◆ **WHAT IS EXPECTED**
Go through the records and give each one again exactly.

Records of labeled points:
>>>
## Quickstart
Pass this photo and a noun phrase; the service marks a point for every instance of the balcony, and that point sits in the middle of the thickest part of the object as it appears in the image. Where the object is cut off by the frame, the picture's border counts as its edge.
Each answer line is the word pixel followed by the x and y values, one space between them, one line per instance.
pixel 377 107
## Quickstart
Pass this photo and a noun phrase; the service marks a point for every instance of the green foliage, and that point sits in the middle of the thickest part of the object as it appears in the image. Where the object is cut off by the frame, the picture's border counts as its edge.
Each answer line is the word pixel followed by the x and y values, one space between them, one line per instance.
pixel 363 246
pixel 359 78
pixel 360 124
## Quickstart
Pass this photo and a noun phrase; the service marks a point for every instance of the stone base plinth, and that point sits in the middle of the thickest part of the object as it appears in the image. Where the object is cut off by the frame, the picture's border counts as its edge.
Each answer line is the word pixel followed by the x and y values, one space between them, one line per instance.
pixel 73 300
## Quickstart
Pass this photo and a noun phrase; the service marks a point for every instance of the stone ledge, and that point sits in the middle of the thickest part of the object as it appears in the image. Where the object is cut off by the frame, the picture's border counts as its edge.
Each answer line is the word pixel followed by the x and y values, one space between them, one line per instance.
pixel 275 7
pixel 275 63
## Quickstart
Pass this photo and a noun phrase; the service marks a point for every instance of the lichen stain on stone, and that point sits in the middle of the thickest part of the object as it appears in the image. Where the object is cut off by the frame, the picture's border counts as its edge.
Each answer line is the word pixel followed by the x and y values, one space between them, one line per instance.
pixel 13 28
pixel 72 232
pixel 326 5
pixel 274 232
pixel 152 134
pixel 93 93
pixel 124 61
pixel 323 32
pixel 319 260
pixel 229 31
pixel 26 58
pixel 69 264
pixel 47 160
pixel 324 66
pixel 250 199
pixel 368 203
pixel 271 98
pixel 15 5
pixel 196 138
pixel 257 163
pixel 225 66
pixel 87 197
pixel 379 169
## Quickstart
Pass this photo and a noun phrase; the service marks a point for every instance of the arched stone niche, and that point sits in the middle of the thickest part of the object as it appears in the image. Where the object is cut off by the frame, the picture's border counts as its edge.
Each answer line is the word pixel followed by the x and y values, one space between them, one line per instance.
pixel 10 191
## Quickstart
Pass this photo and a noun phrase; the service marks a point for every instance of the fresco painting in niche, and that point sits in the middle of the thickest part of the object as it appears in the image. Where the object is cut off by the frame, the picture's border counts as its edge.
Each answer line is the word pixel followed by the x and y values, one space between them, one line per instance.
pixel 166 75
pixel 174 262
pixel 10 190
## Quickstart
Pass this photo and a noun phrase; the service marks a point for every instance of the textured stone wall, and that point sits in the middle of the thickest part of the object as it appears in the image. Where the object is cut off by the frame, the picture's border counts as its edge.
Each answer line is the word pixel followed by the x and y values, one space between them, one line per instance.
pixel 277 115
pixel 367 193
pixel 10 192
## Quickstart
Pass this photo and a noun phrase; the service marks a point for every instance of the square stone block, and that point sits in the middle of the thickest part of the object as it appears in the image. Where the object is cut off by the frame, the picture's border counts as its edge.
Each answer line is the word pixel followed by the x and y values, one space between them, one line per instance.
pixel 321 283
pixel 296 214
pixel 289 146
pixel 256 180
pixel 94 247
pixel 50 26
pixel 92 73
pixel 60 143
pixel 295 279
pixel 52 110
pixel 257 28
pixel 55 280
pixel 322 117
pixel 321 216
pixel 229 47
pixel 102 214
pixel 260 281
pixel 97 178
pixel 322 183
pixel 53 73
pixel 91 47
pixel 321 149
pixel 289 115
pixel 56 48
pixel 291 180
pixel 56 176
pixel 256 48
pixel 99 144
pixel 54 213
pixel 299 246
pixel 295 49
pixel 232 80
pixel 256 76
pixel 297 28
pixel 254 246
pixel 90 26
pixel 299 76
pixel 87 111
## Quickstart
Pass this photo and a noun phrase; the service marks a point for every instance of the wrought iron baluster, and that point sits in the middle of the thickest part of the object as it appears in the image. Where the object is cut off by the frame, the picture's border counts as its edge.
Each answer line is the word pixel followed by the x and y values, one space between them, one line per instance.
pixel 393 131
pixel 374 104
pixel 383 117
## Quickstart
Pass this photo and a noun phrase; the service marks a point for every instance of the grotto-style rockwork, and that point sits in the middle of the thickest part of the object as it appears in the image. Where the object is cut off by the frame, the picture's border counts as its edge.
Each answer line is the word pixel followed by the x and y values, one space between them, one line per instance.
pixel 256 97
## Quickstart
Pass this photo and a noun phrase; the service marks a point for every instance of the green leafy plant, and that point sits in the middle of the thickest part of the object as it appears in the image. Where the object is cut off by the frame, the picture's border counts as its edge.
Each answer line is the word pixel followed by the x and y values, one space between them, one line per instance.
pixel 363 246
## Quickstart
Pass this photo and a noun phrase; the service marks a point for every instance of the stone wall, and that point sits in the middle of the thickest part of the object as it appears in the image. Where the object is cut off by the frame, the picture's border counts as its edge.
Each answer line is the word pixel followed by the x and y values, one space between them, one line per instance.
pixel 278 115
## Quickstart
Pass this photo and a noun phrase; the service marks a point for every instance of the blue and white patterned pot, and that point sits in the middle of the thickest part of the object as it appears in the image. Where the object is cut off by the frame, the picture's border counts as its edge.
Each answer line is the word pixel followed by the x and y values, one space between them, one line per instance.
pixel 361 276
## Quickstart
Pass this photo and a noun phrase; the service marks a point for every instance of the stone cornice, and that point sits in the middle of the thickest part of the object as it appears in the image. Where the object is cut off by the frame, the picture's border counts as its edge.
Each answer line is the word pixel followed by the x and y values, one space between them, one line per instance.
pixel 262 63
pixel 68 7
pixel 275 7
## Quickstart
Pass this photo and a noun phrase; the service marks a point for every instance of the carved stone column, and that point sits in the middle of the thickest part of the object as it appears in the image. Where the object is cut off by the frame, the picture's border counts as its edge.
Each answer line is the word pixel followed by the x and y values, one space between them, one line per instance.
<<<
◆ **RESPONSE TO THIS TASK**
## Quickstart
Pass this photo and a noun phrase; the service marks a point for every instance of the balcony, and that point sits in the middle of the thickest part of the object as it appears in the image. Where the object is cut off by the frame, the picture's border counts as its edge.
Each answer line is the word pixel followed by the x and y values, one space between them, one line per instance.
pixel 377 107
## Quickstart
Pass this photo and a noun phrase; the service marks a point for every instance of the green foliage, and that point sits in the middle of the thickest part of the object as it appears in the image. Where the object is cut off by the frame, the picture's border counts as its edge.
Each answer line is the word pixel followed by the x and y values, one space between them, one line per instance.
pixel 363 246
pixel 359 78
pixel 360 124
## Quickstart
Pass this photo and a noun phrase; the service marks a point for every instance of the stone base plinth, and that point sits in the middle of the thickest part of the object as it appears in the image. Where the object is cut off by the frame, the picture's border counts as its edge.
Each answer line is the word pixel followed by the x and y values, one space between them, one line per instance.
pixel 73 300
## Quickstart
Pass this photo and a noun phrase; the service marks a point for every instance of the stone ledge, and that point sits in the middle of the thickest part of the object as it appears in the image. Where the object is cut off by the frame, the picture's border counts as its edge.
Each answer line is the word pixel followed by the x and y values, one space between them, one line per instance.
pixel 275 7
pixel 275 63
## Quickstart
Pass this photo and a noun phrase; the service marks a point for every instance of the lichen stain on stone, and that point sits in the middle of the thickest part of the object as it appears in the image. Where the object is cut off by the frame, the picture's border counts as its edge.
Each answer line is the word pixel followed by the x and y values, one space between them, one line per instance.
pixel 13 28
pixel 72 232
pixel 326 5
pixel 274 232
pixel 152 134
pixel 93 93
pixel 124 61
pixel 323 32
pixel 319 260
pixel 229 31
pixel 26 58
pixel 69 264
pixel 47 160
pixel 324 66
pixel 250 199
pixel 368 203
pixel 271 98
pixel 15 5
pixel 196 138
pixel 257 163
pixel 225 66
pixel 87 197
pixel 379 169
## Quickstart
Pass this photo and a noun phrase; the service marks a point for every instance of the arched stone niche, and that point sits in the middle of the thickest part of the object as it appears in the image. Where the object is cut off by the frame, the picture's border counts as its edge.
Each answer line is the word pixel followed by the x and y values, one space between them, one line per instance.
pixel 10 191
## Quickstart
Pass this photo and a noun phrase; the service marks a point for every instance of the fresco painting in niche, and that point sits in the middle of the thickest part of the object as it appears in the image. Where the object is cut off by the frame, the picture's border counts as its edge.
Each answer line is the word pixel followed by the x and y values, one space between them, one line per instance.
pixel 166 75
pixel 174 262
pixel 10 190
## Quickstart
Pass this photo and a noun phrase; the service marks a point for every instance of the textured stone wall, and that point sits in the middle of the thickest part of the object as it appears in the image. Where the object is cut off by the frame, the picture's border counts as its edge.
Each answer line is the word pixel followed by the x and y values, one space between them, one line per instance.
pixel 277 115
pixel 367 193
pixel 10 192
## Quickstart
Pass this photo and a noun phrase; the service marks a point for every instance of the square stone block, and that point sits in the middle of the thickest part of the object as it appears in the image. Where the object is cut off by the frame, the picture's border counts as its edge.
Each answer line is the word pixel followed by the x and y values, one space between them, one line per instance.
pixel 321 283
pixel 296 214
pixel 289 146
pixel 256 180
pixel 94 247
pixel 50 26
pixel 92 73
pixel 60 143
pixel 295 279
pixel 52 110
pixel 257 28
pixel 55 280
pixel 322 117
pixel 321 216
pixel 229 47
pixel 102 214
pixel 260 281
pixel 97 178
pixel 322 183
pixel 53 73
pixel 91 47
pixel 321 149
pixel 289 115
pixel 56 48
pixel 291 180
pixel 56 176
pixel 256 48
pixel 99 144
pixel 54 213
pixel 299 246
pixel 295 49
pixel 232 80
pixel 256 76
pixel 297 28
pixel 254 246
pixel 90 26
pixel 299 76
pixel 87 111
## Quickstart
Pass this photo and a noun phrase; the service marks a point for every instance of the wrought iron baluster, and that point sits in the middle of the thickest part of the object as it appears in the image. Where the object is cut off by the frame, the picture's border counts as its edge.
Each answer line is the word pixel followed by the x and y values, one space between them, one line per instance.
pixel 393 131
pixel 374 104
pixel 383 117
## Quickstart
Pass this photo and a noun phrase; the service marks a point for every instance of the grotto-style rockwork, and that point sits in the middle of the thickest part of the object as it appears in the image. Where the object is cut off by the frame, the picture's border counts as its edge.
Each answer line is the word pixel followed by the x and y values, one space between them, one line per instance.
pixel 256 97
## Quickstart
Pass this photo and a noun phrase; the service marks a point for every instance of the green leafy plant, and that point sits in the middle of the thickest part of the object as it appears in the image. Where the object is cut off by the frame, the picture's border counts as its edge.
Each answer line is the word pixel followed by the x and y values, one space between them, one line per instance.
pixel 363 246
## Quickstart
Pass this photo and a noun phrase; the service marks a point for every instance of the stone wall, and that point sits in the middle of the thickest part of the object as it appears in the image. Where the object is cut off by the frame, the picture's border counts as its edge.
Each answer line is the word pixel followed by the x and y values, one space between them, one line per instance.
pixel 278 115
## Quickstart
Pass this photo and a noun phrase; the service marks a point for every instance of the blue and white patterned pot, and that point sits in the middle of the thickest part of the object as it appears in the image. Where the object is cut off by the frame, the picture's border counts as its edge.
Each answer line is the word pixel followed by the x and y values, one space between them, one line per instance.
pixel 361 276
## Quickstart
Pass this photo and a noun phrase; the service marks a point for every instance of the stone cornice, and that point sits in the middle of the thickest part of the object as it appears in the image. Where the object is cut off by the frame, the picture's border counts as its edge.
Each answer line is the word pixel followed by the x and y values, one space between them, one line per instance.
pixel 262 63
pixel 68 7
pixel 275 7
## Quickstart
Pass this photo and a noun phrase; the service marks a point for every instance of the carved stone column, and that point sits in the middle of the thickest part of the object as it appears in the image. Where the object is cut off by the frame, the picture's border counts as its edge.
Each answer line is the word pixel followed by the x and y values, one space between them, one line per instance.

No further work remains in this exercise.